The Bhutan Trust Fund for Environmental Conservation (BTFEC), established in 1992 as the world's first biodiversity trust fund of its kind, provides long-term endowment financing for conservation programmes in Bhutan. Capitalised through bilateral and multilateral donations, it has disbursed over $30 million to protected area management, biodiversity research, and environmental education.
The Bhutan Trust Fund for Environmental Conservation (BTFEC) was established in 1992, making it one of the world's oldest and most successful environmental trust funds. It was created as a pioneering financial mechanism to ensure long-term, stable funding for Bhutan's protected area network and broader conservation programmes, independent of the annual fluctuations of government budgets and bilateral aid flows. Capitalised through grants from the World Wildlife Fund (WWF), the United Nations Development Programme (UNDP), the Global Environment Facility (GEF), and a range of bilateral government donors, the Fund has grown to an endowment exceeding $50 million and has disbursed over $30 million for conservation activities across all five decades of its operation.
Establishment and Purpose
The Fund's creation was an early recognition that Bhutan's exceptional biodiversity — products of its unique position spanning subtropical lowlands, temperate forests, and alpine meadows across one of the world's biodiversity hotspots — required a financing mechanism more durable than project-based aid. Conservation programmes in protected areas require sustained, predictable funding: rangers must be paid year-round, monitoring must be continuous, and community development initiatives supporting park-adjacent populations need multi-year commitments. A trust fund generating investment income can provide this continuity even when donor priorities shift or government budgets tighten.
Bhutan's environmental credentials made it a natural candidate for this pioneering mechanism. The kingdom maintains carbon-negative status, with forests absorbing significantly more carbon than the country emits. Its constitution mandates that at least 60 per cent of national territory remain under forest cover. More than half the country falls within a protected area or biological corridor, creating one of the most extensive conservation networks in Asia relative to national territory. The BTFEC provided the financial foundation needed to translate these constitutional commitments into effective ground-level conservation.
Protected Area Management Grants
The Fund's primary disbursements go to the Department of Forests and Park Services (DoFPS) for the management of Bhutan's protected area system, which encompasses four national parks (Jigme Dorji, Jigme Singye Wangchuck, Thrumshingla, and Phrumsengla), four wildlife sanctuaries (Royal Manas, Sakteng, Khaling, and Bumdeling), one strict nature reserve (Torsa), and an extensive network of biological corridors linking protected areas across the country's north-south altitudinal gradient. These grants fund ranger salaries, patrol equipment, ranger stations, wildlife monitoring, and community conservation programmes.
--
● **Instructions**
a: In the text on the Bhutan Trust Fund, what share of national territory must Bhutan's constitution keep under forest cover?
b: Carry on writing the text on the Bhutan Trust Fund, starting right after its final sentence.

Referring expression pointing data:
--
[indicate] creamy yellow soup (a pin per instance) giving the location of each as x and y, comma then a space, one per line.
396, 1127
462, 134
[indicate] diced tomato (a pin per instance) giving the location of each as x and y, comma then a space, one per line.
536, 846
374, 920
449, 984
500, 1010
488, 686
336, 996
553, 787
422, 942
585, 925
--
● **Answers to the tasks**
a: At least 60 percent.

b:
The biological corridor system — connecting lowland protected areas with the high Himalayan reserves — is particularly significant for the conservation of large, wide-ranging species including tigers, snow leopards, elephants, and clouded leopards. Maintaining connectivity across human-dominated landscapes between protected areas is one of the most challenging and expensive aspects of Bhutan's conservation programme, requiring sustained engagement with communities living in the corridors.
Research and Capacity Building
Beyond protected area management, the BTFEC funds biodiversity research, including species surveys, population monitoring, and habitat assessments that provide the scientific foundation for conservation planning. It has supported research on flagship species — particularly Bengal tigers, takins (Bhutan's national animal), and black-necked cranes — as well as broader ecosystem assessments.
Capacity building grants have supported the training of conservation professionals, including support for graduate study at international institutions and professional development within Bhutan. Environmental education programmes, delivered in schools and communities adjacent to protected areas, aim to cultivate conservation values in younger generations and reduce conflicts between wildlife and farming communities.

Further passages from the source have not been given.